**WHAT TO PRODUCE**
All records must be quoted exactly. Omit the pictures.

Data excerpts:
[Start of section]

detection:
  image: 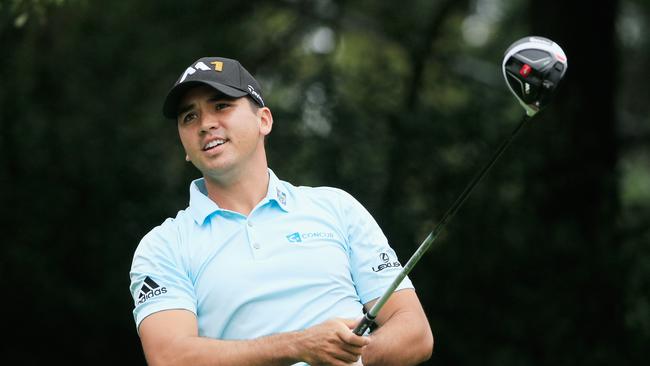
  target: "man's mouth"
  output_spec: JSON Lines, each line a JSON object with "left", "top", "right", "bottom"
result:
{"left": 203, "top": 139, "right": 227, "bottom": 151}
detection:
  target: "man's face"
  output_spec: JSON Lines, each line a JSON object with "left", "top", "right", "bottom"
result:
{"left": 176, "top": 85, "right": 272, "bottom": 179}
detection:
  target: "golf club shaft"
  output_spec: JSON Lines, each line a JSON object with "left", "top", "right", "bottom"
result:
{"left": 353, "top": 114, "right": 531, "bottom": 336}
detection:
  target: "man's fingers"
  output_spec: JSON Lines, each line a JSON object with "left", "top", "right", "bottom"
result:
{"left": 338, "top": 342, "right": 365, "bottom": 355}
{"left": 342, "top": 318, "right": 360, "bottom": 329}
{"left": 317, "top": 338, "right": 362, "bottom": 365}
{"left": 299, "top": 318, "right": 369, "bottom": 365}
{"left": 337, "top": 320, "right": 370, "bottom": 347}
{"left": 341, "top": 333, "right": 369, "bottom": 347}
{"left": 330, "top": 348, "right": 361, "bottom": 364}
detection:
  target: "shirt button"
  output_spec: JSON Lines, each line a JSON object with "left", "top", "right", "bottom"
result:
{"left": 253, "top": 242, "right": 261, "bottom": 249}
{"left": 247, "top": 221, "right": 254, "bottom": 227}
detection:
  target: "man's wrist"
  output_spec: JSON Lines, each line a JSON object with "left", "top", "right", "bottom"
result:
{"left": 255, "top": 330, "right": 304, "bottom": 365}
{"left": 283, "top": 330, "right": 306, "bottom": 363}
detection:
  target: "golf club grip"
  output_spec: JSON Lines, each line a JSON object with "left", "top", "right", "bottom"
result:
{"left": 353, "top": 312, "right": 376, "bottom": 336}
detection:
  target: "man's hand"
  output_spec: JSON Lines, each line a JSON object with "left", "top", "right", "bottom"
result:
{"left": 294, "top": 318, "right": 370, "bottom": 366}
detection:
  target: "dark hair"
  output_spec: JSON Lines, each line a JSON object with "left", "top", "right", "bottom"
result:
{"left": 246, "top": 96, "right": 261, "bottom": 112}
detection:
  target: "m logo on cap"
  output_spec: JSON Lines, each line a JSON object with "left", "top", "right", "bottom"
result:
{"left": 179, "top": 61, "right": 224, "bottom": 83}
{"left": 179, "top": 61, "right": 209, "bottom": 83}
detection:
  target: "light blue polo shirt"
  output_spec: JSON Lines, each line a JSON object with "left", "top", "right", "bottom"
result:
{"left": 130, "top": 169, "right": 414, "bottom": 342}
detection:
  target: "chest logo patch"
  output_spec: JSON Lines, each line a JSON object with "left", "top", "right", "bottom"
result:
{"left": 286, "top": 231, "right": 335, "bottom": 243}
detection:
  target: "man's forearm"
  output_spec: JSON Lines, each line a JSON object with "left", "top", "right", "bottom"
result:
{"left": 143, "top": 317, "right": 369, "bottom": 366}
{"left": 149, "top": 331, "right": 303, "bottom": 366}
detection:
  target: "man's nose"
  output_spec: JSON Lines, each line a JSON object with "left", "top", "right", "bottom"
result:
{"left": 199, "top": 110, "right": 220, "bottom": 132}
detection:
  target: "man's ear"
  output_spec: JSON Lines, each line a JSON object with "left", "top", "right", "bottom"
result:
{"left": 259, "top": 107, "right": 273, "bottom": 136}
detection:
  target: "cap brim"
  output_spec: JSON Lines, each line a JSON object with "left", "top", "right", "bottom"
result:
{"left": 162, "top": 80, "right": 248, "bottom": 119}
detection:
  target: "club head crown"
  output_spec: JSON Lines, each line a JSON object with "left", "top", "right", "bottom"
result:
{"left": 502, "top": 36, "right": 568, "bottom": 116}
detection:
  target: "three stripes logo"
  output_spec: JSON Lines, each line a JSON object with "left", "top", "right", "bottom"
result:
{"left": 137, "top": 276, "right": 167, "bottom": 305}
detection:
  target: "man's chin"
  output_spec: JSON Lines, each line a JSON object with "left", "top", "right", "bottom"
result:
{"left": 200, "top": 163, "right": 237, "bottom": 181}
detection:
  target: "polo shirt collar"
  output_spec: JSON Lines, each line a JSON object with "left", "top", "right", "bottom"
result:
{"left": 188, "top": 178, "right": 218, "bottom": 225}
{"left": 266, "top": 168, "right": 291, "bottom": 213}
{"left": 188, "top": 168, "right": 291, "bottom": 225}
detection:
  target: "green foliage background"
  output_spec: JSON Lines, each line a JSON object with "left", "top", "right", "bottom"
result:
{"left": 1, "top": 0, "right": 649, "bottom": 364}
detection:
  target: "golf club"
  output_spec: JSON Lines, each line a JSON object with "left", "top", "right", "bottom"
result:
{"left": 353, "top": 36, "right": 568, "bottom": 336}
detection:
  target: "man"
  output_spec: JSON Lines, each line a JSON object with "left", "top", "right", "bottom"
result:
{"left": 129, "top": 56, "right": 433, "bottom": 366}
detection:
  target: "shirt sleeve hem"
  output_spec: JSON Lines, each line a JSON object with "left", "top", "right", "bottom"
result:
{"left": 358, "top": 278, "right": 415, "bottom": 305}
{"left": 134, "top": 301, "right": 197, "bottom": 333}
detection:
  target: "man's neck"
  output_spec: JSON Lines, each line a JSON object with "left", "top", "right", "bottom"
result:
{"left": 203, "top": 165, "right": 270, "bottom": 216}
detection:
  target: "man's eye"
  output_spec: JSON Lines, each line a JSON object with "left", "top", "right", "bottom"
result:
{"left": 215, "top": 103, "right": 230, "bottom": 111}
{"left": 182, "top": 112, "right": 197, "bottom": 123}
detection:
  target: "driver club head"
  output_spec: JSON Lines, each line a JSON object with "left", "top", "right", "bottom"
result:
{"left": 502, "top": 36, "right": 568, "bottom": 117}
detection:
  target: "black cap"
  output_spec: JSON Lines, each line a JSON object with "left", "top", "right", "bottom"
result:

[End of section]

**EXERCISE RESPONSE**
detection:
  image: 
  target: "man's mouth"
  output_spec: JSON Lines, each line a JSON object with "left", "top", "right", "bottom"
result:
{"left": 203, "top": 139, "right": 227, "bottom": 151}
detection:
  target: "man's face"
  output_spec: JSON Lines, each line a JSON object with "left", "top", "right", "bottom"
result:
{"left": 176, "top": 85, "right": 272, "bottom": 179}
detection:
  target: "golf club shaft"
  output_spec: JSON Lines, each line a JSON object with "left", "top", "right", "bottom"
result:
{"left": 353, "top": 114, "right": 531, "bottom": 336}
detection:
  target: "man's fingers"
  output_spec: JSON Lines, each line a JSON object with "left", "top", "right", "bottom"
result:
{"left": 338, "top": 342, "right": 365, "bottom": 355}
{"left": 342, "top": 318, "right": 360, "bottom": 329}
{"left": 317, "top": 338, "right": 362, "bottom": 365}
{"left": 299, "top": 318, "right": 369, "bottom": 365}
{"left": 337, "top": 320, "right": 370, "bottom": 347}
{"left": 341, "top": 333, "right": 369, "bottom": 347}
{"left": 330, "top": 348, "right": 361, "bottom": 364}
detection:
  target: "shirt button"
  output_spec: JSON Lines, each line a JSON object with "left", "top", "right", "bottom"
result:
{"left": 253, "top": 242, "right": 261, "bottom": 249}
{"left": 247, "top": 221, "right": 254, "bottom": 227}
detection:
  target: "man's wrist"
  output_spec: JSON Lines, each line a JSON object with "left", "top", "right", "bottom"
result:
{"left": 255, "top": 330, "right": 304, "bottom": 365}
{"left": 283, "top": 330, "right": 306, "bottom": 363}
detection:
  target: "golf club grip"
  output_spec: JSON Lines, each line a JSON object with "left", "top", "right", "bottom"
result:
{"left": 353, "top": 312, "right": 376, "bottom": 336}
detection:
  target: "man's hand"
  output_spec: JSON Lines, each line a JSON object with "left", "top", "right", "bottom"
result:
{"left": 294, "top": 318, "right": 370, "bottom": 366}
detection:
  target: "dark hair"
  output_spec: JSON Lines, each line a JSON object with "left", "top", "right", "bottom"
result:
{"left": 246, "top": 96, "right": 261, "bottom": 112}
detection:
  target: "m logo on cap"
  output_spec: JSON Lines, each line a JSON object with "left", "top", "right", "bottom"
result:
{"left": 179, "top": 61, "right": 224, "bottom": 83}
{"left": 179, "top": 61, "right": 209, "bottom": 83}
detection:
  target: "light blue polo shirt"
  output_spec: JSON Lines, each line a JSON object with "left", "top", "right", "bottom"
result:
{"left": 130, "top": 169, "right": 414, "bottom": 342}
detection:
  target: "chest logo patch"
  output_spec: JSON Lines, each line a JSON object with "left", "top", "right", "bottom"
result:
{"left": 286, "top": 231, "right": 335, "bottom": 243}
detection:
  target: "man's forearm"
  output_spec: JSON Lines, each line a JSON object with "left", "top", "right", "bottom"
result:
{"left": 143, "top": 317, "right": 369, "bottom": 366}
{"left": 149, "top": 331, "right": 303, "bottom": 366}
detection:
  target: "man's nose"
  output_spec: JSON Lines, each line a JSON object with "left", "top", "right", "bottom"
result:
{"left": 199, "top": 110, "right": 220, "bottom": 132}
detection:
  target: "man's ear"
  output_spec: JSON Lines, each line a JSON object with "left", "top", "right", "bottom"
result:
{"left": 259, "top": 107, "right": 273, "bottom": 136}
detection:
  target: "cap brim"
  output_spec: JSON Lines, each line a JSON object with "left", "top", "right", "bottom"
result:
{"left": 162, "top": 80, "right": 248, "bottom": 119}
detection:
  target: "club head crown"
  output_spec: JSON Lines, each line a JSON object with "left", "top", "right", "bottom"
result:
{"left": 502, "top": 36, "right": 568, "bottom": 116}
detection:
  target: "three stripes logo"
  output_spec: JSON Lines, each line a JSON object with "left", "top", "right", "bottom"
result:
{"left": 137, "top": 276, "right": 167, "bottom": 305}
detection:
  target: "man's chin"
  output_spec: JSON Lines, each line a JSON object with "left", "top", "right", "bottom"
result:
{"left": 200, "top": 163, "right": 237, "bottom": 181}
detection:
  target: "polo shirt collar"
  output_spec: JSON Lines, each line a JSON object with "left", "top", "right", "bottom"
result:
{"left": 188, "top": 178, "right": 218, "bottom": 225}
{"left": 266, "top": 168, "right": 291, "bottom": 213}
{"left": 188, "top": 168, "right": 291, "bottom": 225}
detection:
  target: "green foliage background"
  output_spec: JSON Lines, each line a JSON object with "left", "top", "right", "bottom"
result:
{"left": 1, "top": 0, "right": 649, "bottom": 364}
detection:
  target: "golf club"
  output_spec: JSON Lines, each line a JSON object with "left", "top", "right", "bottom"
result:
{"left": 353, "top": 36, "right": 568, "bottom": 336}
detection:
  target: "man"
  output_spec: JSON Lines, each line a JSON object with "left", "top", "right", "bottom"
result:
{"left": 129, "top": 56, "right": 433, "bottom": 366}
detection:
  target: "shirt sleeve hem"
  output_spec: JSON Lines, each line a JSON object with "left", "top", "right", "bottom"
result:
{"left": 358, "top": 278, "right": 415, "bottom": 305}
{"left": 134, "top": 301, "right": 197, "bottom": 333}
detection:
  target: "man's neck"
  output_spec: JSON Lines, each line a JSON object with "left", "top", "right", "bottom"
result:
{"left": 203, "top": 165, "right": 270, "bottom": 216}
detection:
  target: "man's eye"
  output_spec: JSON Lines, each line a JSON object with "left", "top", "right", "bottom"
result:
{"left": 215, "top": 103, "right": 230, "bottom": 111}
{"left": 182, "top": 112, "right": 197, "bottom": 123}
detection:
  target: "driver club head"
  output_spec: JSON Lines, each line a JSON object with "left", "top", "right", "bottom"
result:
{"left": 502, "top": 36, "right": 568, "bottom": 117}
detection:
  target: "black cap"
  output_spec: JSON Lines, each line a JSON object with "left", "top", "right", "bottom"
result:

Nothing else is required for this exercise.